- **Aim of the exercise**:
Copy every line of the data below with no changes.

- **Record set**:
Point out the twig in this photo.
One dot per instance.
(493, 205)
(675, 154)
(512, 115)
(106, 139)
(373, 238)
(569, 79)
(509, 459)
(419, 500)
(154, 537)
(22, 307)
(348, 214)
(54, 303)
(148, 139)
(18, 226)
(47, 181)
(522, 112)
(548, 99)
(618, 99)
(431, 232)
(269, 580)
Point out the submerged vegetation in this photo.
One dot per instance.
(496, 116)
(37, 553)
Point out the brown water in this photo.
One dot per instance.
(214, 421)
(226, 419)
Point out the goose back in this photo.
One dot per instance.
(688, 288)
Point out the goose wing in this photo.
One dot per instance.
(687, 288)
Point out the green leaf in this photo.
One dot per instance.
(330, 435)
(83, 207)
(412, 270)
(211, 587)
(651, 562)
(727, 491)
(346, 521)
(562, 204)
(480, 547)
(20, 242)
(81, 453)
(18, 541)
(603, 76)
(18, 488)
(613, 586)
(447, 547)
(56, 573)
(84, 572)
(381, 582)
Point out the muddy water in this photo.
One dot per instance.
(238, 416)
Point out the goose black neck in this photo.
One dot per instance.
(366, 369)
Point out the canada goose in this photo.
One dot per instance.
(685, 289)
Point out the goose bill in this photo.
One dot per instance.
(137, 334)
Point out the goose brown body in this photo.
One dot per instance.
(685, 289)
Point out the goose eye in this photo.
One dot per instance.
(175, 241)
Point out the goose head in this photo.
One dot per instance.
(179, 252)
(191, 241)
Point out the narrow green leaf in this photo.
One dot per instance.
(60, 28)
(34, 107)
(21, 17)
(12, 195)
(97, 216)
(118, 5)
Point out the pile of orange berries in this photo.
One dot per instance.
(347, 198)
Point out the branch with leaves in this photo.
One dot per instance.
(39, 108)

- **Reply to the task**:
Point out the twig in this photo.
One dot per instance.
(493, 205)
(675, 154)
(512, 115)
(106, 139)
(373, 238)
(569, 79)
(509, 459)
(419, 500)
(154, 537)
(22, 307)
(348, 214)
(54, 303)
(148, 139)
(18, 226)
(47, 181)
(522, 112)
(548, 99)
(618, 99)
(431, 232)
(269, 580)
Point out the submerged vegetation in this photo.
One dot per instance.
(496, 116)
(37, 553)
Point out the brown water in this photo.
One dot per instance.
(214, 421)
(226, 419)
Point out the goose back in this photo.
One dot per instance.
(688, 288)
Point out the goose wing in this photo.
One dot per instance.
(687, 288)
Point out the green leaf in this photo.
One dot per instance.
(330, 435)
(83, 207)
(412, 270)
(211, 587)
(651, 562)
(727, 491)
(346, 521)
(562, 204)
(480, 547)
(20, 242)
(81, 453)
(18, 541)
(603, 76)
(18, 488)
(613, 586)
(447, 547)
(56, 573)
(84, 572)
(381, 582)
Point out the muddy water in this photo.
One dot per instance.
(238, 416)
Point out the goose black neck in this photo.
One dot per instance.
(366, 369)
Point out the canada goose in this photo.
One dot per instance.
(685, 289)
Point out the goose bill in this photo.
One dot per instance.
(137, 334)
Point out the goose brown body in this photo.
One dot per instance.
(685, 289)
Point out the goose eye in this photo.
One dot per instance.
(175, 241)
Point out the goose head in this photo.
One dot per instance.
(179, 252)
(191, 241)
Point out the narrow green leaf in this photo.
One dot per instance.
(60, 28)
(34, 107)
(21, 17)
(12, 195)
(97, 216)
(118, 5)
Point out the pile of orange berries in this photo.
One dot per instance.
(347, 198)
Point out the branch with leaves in this photo.
One dot per instance.
(39, 108)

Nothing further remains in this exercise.